++++ Raw data
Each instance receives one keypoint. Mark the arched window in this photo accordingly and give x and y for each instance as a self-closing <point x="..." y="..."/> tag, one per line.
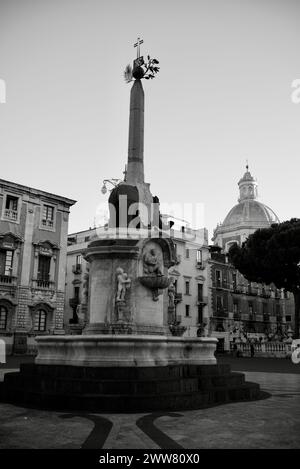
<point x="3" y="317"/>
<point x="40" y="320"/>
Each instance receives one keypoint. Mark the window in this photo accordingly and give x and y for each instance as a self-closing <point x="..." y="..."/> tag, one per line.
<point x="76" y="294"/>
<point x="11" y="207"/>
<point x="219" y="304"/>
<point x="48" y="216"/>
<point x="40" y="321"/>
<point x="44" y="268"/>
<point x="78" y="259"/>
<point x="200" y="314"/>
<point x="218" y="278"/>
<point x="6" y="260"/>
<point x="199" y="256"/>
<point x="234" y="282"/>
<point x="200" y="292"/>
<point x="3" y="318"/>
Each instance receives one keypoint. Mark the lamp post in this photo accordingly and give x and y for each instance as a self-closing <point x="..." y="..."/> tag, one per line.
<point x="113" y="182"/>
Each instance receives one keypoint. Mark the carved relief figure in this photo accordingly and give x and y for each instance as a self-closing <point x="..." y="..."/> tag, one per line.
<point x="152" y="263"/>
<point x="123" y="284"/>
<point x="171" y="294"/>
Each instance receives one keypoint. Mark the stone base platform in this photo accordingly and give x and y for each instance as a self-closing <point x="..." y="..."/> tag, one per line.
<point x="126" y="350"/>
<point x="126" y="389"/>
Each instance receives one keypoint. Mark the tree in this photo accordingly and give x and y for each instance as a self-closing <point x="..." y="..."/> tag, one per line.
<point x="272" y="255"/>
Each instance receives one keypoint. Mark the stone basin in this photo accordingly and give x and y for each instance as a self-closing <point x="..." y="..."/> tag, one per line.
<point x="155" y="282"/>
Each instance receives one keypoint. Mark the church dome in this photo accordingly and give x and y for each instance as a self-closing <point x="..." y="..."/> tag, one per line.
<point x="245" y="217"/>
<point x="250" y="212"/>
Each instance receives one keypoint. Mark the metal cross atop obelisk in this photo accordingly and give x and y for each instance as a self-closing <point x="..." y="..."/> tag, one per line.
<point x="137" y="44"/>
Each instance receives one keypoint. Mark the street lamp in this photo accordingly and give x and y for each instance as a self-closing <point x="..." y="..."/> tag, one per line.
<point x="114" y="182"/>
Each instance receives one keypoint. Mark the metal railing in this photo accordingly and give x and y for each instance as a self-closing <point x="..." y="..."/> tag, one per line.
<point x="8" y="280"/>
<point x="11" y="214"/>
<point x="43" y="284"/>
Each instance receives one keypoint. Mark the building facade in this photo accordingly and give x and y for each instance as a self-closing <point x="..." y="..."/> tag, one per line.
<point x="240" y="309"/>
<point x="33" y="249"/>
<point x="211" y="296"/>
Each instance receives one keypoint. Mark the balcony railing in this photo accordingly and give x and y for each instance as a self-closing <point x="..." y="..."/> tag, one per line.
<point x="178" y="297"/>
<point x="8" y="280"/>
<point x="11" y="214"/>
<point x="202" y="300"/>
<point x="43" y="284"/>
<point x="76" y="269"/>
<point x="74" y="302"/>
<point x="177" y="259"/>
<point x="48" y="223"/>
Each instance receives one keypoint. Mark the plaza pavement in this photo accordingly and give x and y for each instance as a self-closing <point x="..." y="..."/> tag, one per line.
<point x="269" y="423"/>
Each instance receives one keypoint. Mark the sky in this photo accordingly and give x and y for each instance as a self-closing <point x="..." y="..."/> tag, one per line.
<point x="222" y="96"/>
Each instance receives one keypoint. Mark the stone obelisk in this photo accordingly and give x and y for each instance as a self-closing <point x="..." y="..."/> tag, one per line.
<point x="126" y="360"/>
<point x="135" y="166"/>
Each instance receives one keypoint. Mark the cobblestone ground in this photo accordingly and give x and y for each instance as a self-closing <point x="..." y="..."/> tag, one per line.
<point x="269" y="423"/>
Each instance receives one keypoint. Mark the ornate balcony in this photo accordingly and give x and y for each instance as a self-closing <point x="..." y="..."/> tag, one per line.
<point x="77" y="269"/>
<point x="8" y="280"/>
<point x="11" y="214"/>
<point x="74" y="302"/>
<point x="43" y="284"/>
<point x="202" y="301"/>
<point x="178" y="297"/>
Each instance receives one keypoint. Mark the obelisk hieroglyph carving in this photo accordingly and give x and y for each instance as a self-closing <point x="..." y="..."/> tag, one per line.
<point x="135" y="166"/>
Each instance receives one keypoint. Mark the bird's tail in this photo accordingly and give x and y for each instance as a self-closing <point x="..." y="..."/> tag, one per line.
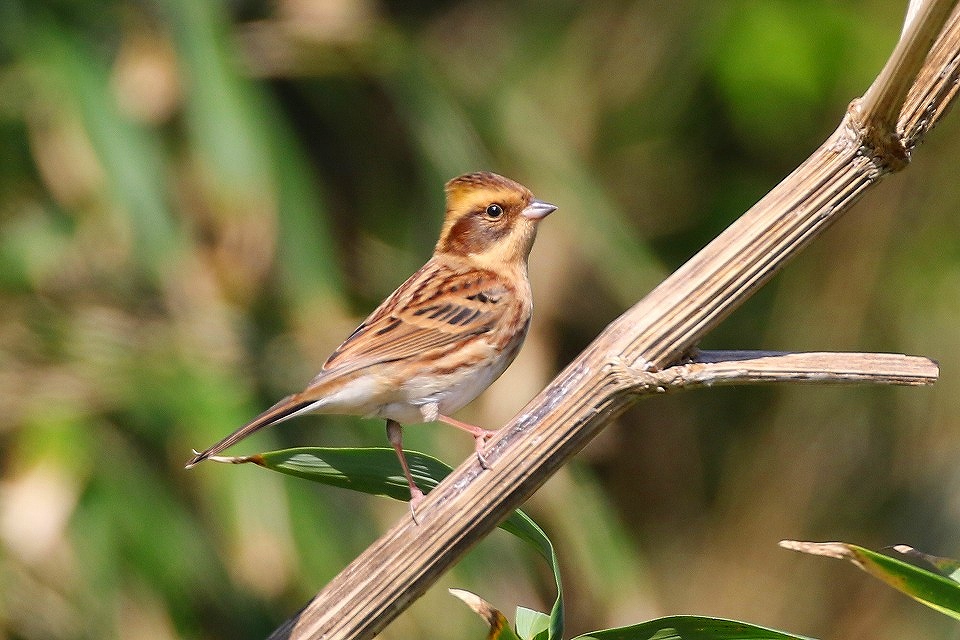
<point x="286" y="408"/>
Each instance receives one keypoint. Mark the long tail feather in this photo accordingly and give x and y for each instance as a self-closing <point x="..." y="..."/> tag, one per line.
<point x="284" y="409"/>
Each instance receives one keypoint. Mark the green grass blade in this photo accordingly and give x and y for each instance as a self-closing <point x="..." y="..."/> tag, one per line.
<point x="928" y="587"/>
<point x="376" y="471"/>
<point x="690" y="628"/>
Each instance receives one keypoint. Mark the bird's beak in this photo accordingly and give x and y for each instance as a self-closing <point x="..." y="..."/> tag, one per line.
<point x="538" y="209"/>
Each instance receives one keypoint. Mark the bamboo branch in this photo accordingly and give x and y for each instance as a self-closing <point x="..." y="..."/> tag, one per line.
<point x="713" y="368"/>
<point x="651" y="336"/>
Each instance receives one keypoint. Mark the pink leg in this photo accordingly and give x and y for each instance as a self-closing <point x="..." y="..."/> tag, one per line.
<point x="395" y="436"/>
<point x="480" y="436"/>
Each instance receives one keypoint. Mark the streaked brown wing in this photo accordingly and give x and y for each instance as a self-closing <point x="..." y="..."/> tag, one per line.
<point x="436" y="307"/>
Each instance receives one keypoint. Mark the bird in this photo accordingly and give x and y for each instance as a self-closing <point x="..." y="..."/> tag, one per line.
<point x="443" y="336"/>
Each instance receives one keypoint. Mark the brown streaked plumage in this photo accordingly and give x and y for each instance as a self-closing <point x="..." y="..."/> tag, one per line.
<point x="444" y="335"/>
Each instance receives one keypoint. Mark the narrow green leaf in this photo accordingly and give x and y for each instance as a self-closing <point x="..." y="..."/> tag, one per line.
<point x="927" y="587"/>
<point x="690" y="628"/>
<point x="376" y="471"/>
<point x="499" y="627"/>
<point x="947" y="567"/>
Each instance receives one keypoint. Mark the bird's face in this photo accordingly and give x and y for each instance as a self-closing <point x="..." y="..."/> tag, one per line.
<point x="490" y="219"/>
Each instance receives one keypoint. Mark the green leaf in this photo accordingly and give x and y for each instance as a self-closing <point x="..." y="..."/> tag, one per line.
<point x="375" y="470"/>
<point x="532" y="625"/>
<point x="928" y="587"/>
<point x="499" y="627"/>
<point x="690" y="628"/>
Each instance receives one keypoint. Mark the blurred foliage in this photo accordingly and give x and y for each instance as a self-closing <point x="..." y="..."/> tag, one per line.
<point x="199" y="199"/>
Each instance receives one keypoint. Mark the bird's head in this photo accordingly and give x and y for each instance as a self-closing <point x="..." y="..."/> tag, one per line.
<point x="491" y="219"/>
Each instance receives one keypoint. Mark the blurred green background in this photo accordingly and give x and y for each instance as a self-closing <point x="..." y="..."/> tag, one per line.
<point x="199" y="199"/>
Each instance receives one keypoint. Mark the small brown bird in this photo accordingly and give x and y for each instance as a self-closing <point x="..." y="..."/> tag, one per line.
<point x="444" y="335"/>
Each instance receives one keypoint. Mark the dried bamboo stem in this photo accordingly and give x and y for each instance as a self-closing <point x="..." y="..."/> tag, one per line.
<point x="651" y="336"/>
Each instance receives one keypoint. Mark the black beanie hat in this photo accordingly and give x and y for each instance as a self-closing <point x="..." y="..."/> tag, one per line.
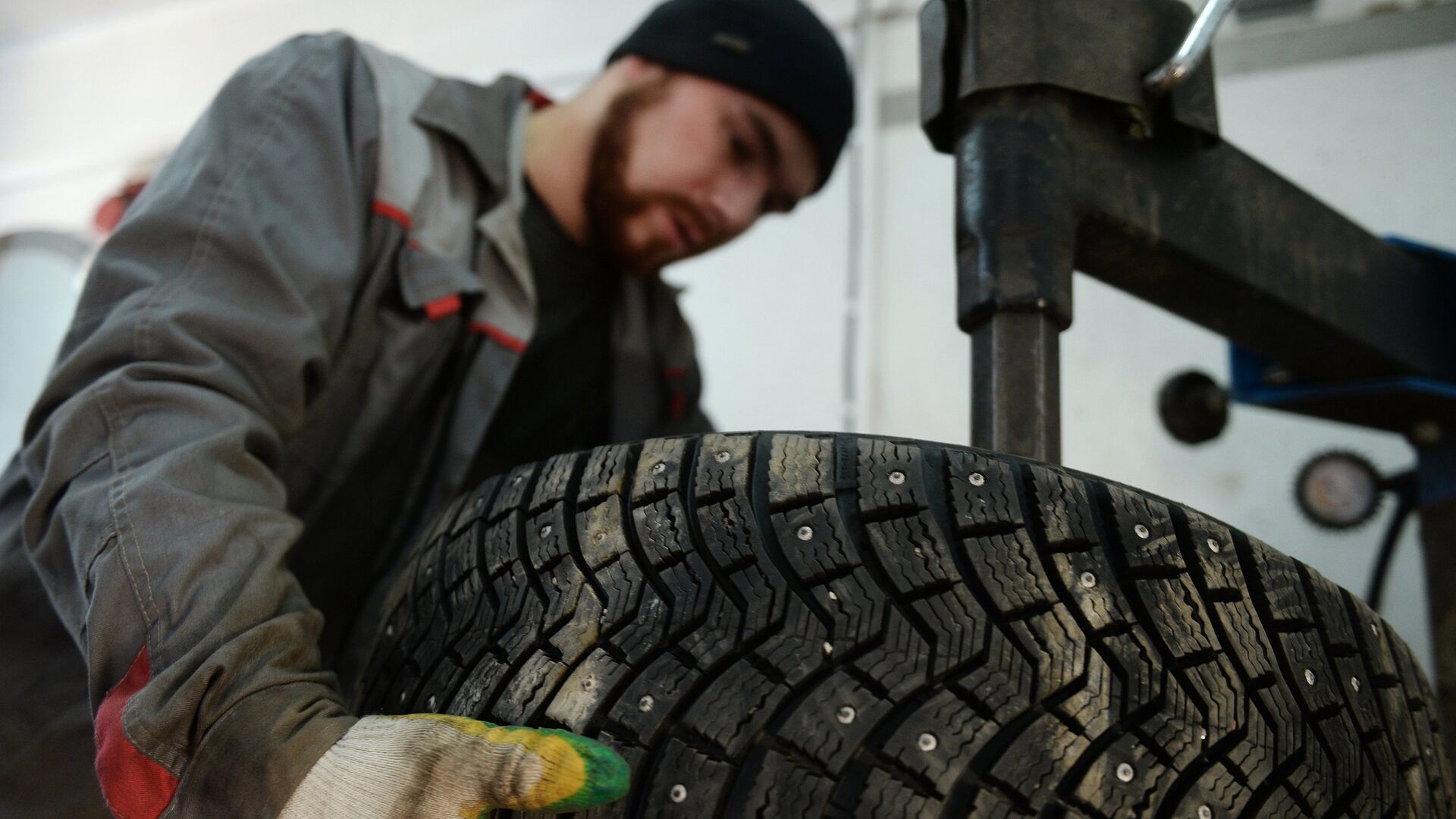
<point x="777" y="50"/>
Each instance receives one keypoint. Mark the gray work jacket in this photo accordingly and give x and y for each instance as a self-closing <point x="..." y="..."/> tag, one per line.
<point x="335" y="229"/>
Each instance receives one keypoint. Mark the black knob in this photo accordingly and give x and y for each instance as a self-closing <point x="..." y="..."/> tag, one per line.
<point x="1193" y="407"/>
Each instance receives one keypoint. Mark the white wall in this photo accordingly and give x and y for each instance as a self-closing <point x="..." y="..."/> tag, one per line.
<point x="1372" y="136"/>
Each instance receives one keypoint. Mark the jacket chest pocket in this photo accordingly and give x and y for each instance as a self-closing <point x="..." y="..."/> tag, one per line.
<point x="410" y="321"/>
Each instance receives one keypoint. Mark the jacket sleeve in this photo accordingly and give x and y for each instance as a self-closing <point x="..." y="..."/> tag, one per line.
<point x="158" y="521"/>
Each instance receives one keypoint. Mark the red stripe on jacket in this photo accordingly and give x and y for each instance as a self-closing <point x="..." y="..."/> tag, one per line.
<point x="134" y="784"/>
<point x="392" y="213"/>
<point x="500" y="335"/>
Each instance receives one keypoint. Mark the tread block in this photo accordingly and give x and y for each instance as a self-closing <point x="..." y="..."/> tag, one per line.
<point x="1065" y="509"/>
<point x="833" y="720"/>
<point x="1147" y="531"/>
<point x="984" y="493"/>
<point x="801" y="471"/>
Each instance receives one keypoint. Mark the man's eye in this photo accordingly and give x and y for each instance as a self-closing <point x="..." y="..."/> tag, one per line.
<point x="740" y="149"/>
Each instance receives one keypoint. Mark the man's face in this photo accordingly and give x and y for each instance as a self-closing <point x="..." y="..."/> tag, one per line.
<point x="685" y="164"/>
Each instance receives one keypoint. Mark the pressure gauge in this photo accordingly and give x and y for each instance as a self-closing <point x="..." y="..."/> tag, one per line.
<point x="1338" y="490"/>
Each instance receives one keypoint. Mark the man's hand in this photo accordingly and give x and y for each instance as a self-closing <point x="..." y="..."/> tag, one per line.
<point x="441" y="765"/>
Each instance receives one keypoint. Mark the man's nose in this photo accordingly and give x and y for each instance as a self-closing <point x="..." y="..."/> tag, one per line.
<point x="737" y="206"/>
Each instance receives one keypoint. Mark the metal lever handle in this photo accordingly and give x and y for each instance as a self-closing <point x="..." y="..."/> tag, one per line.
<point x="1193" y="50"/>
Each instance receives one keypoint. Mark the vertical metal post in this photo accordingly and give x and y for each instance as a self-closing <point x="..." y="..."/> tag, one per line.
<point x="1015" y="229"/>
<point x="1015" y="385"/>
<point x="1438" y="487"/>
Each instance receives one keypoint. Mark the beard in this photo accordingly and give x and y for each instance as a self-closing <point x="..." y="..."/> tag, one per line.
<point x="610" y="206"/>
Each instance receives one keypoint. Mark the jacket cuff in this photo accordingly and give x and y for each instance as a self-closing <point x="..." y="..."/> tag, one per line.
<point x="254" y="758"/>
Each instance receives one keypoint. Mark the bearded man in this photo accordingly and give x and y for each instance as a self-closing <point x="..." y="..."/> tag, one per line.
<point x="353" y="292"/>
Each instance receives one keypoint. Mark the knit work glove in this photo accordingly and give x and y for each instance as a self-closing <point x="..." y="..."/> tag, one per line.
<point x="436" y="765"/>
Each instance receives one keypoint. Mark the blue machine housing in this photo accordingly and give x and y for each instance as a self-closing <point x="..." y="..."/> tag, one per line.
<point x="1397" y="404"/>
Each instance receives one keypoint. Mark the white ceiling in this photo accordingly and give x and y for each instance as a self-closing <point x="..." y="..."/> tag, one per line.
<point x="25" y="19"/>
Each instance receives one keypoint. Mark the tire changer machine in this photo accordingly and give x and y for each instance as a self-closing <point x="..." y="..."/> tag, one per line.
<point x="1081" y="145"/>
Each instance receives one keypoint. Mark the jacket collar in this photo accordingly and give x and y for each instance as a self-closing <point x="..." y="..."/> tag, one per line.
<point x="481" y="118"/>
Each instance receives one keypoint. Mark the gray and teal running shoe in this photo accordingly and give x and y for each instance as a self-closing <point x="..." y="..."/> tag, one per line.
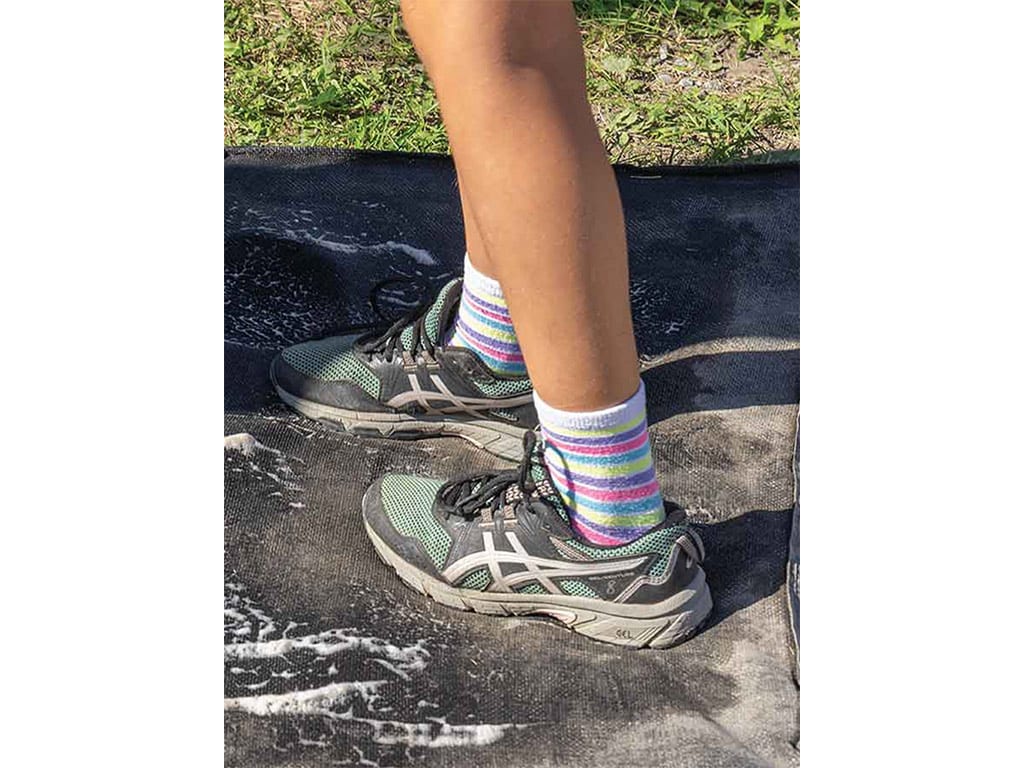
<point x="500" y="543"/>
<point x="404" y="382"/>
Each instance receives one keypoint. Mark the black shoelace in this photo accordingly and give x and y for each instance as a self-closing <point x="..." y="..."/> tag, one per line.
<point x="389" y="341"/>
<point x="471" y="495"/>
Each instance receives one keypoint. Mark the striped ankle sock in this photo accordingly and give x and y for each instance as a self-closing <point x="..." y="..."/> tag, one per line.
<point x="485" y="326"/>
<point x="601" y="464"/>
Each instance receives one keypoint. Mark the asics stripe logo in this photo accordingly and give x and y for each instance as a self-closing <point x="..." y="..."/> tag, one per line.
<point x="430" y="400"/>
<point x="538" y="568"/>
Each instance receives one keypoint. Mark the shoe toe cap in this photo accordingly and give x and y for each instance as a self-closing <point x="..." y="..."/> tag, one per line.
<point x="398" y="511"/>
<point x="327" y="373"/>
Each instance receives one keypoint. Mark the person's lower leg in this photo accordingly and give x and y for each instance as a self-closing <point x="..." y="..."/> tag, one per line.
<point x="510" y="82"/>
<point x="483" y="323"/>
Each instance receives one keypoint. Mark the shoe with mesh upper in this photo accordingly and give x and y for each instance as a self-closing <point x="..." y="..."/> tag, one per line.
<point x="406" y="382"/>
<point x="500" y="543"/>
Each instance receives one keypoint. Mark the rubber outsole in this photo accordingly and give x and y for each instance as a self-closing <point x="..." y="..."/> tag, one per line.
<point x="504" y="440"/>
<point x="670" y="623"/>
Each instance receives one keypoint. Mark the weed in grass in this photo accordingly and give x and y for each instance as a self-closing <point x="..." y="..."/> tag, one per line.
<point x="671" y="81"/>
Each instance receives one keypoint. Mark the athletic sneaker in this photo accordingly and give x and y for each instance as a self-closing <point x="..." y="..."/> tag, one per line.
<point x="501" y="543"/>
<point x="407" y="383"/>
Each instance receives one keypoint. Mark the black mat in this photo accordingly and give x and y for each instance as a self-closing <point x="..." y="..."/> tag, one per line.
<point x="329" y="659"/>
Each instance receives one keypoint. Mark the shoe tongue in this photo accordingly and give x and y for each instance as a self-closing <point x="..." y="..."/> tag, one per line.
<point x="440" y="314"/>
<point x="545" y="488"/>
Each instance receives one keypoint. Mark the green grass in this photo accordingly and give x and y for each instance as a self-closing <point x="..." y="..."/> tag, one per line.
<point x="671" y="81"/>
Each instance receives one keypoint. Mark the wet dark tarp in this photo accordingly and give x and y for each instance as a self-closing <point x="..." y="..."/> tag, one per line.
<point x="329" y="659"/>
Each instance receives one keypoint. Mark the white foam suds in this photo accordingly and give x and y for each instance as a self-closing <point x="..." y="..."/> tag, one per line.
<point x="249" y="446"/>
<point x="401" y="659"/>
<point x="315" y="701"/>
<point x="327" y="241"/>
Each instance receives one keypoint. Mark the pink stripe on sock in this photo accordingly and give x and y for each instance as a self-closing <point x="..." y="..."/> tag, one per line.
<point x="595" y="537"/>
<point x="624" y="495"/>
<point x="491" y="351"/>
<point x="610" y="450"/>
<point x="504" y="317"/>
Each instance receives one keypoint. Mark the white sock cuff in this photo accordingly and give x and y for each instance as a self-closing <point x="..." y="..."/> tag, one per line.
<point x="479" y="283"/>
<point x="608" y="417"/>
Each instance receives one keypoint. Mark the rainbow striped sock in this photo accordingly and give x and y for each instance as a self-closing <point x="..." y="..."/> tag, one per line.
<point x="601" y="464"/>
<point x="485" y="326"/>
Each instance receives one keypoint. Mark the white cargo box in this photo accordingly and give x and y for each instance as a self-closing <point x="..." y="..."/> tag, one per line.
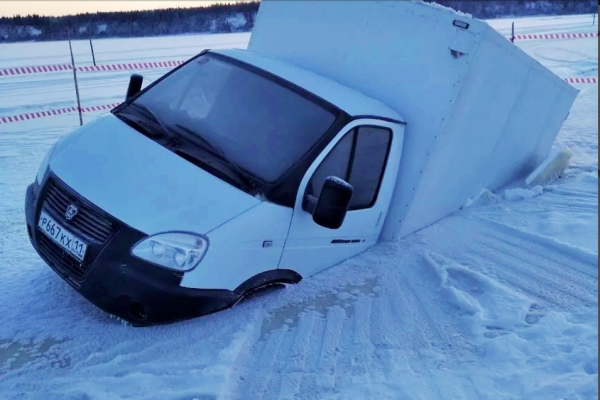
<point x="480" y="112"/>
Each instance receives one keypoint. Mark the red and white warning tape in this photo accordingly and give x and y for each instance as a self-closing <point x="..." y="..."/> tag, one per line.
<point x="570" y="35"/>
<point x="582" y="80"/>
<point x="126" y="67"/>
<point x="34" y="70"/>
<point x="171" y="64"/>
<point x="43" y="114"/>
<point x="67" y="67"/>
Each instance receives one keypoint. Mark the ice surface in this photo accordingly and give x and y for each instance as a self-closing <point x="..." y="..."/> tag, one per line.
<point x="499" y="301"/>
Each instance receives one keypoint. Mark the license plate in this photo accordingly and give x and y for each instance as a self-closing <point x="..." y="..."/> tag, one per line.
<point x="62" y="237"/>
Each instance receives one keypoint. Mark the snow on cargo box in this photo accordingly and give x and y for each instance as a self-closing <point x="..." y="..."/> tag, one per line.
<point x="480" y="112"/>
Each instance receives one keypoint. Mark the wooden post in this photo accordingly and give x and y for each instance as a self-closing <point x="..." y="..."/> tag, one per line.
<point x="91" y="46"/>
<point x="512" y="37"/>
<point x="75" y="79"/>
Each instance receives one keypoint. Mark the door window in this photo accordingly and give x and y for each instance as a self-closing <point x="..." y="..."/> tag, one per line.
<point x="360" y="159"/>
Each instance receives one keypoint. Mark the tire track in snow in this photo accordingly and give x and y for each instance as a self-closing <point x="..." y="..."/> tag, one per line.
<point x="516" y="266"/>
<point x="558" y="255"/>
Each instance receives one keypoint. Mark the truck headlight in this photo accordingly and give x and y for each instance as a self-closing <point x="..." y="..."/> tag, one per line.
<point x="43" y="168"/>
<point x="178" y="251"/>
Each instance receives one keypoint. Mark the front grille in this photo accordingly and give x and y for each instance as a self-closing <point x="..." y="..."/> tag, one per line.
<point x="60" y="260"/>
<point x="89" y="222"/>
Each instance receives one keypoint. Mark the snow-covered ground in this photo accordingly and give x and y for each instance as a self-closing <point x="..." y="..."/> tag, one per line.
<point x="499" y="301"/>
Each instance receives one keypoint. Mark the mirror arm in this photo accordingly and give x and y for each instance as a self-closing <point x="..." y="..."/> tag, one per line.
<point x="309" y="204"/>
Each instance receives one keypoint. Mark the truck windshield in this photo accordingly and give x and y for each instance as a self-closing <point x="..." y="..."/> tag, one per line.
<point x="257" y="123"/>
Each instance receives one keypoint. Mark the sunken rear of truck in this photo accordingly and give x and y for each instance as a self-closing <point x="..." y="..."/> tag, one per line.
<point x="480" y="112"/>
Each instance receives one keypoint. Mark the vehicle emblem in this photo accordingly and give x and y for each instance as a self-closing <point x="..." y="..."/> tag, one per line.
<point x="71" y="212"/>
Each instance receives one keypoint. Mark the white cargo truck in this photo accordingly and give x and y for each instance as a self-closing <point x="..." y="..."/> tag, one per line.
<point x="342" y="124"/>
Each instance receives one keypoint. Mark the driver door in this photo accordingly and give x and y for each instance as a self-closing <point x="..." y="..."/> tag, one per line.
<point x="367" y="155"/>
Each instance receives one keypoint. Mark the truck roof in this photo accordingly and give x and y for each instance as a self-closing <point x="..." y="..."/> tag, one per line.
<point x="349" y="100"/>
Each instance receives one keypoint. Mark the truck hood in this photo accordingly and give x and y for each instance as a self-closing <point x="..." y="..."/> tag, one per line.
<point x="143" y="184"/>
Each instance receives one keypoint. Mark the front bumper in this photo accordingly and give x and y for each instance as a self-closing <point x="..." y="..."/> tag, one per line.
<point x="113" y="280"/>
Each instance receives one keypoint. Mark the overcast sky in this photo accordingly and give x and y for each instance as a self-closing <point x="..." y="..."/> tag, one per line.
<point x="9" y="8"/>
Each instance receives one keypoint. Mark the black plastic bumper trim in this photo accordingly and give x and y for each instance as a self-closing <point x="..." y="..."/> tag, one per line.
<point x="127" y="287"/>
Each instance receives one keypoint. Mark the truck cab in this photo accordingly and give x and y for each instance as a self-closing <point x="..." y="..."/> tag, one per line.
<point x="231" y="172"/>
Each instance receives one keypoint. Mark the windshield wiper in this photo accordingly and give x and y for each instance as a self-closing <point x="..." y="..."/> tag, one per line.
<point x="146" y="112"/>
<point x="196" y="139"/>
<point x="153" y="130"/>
++++++++
→ **Work to do**: Repeat the line containing "Each instance receives one keypoint. Mark the driver" and all subsequent lines through the final line of the data, exactly and with no others.

→ **Answer in full**:
Each instance receives one keypoint. Mark the driver door in this photo accordingly and give x and y for each instance as a self-closing <point x="..." y="..."/> tag, one per line.
<point x="367" y="155"/>
Each instance receives one keypoint. Mark the truck roof in this photo accordingly and give x and y for each instance as a self-closing <point x="..." y="..."/> tag, one per line.
<point x="349" y="100"/>
Each instance receives one keypoint. Mark the truck hood in this photo accordingly and give x and y for each instance as a self-closing <point x="..." y="..."/> tag, one per line.
<point x="143" y="184"/>
Each instance receives one keypoint. Mark the front bumper in this photo accordingly and give x and y for each instance as a self-closing <point x="..." y="..."/> tag, one per line.
<point x="113" y="280"/>
Each instance receives one keypoint. Mark the overcast sky in this photo accordingly and give x and y for each instance as a self-closing <point x="..." y="..."/> tag, one per line.
<point x="9" y="8"/>
Each instance receives one keypoint. Mark the black plastic bumper trim in this photo accordingly and give x and y for each instance as a self-closing <point x="..." y="..."/> tag, one per line.
<point x="127" y="287"/>
Each instance receives one keypoint. Mark the truck cab in this photo accordingly and give x and y for each instance as a self-closing <point x="..." y="..."/> tag, one per line.
<point x="231" y="172"/>
Each instance receives one keypoint. Mark the windshield wiper in this photo accordingly and give x and y for each instance as a self-closing <point x="..." y="..."/> tag, one per line.
<point x="146" y="112"/>
<point x="196" y="139"/>
<point x="153" y="130"/>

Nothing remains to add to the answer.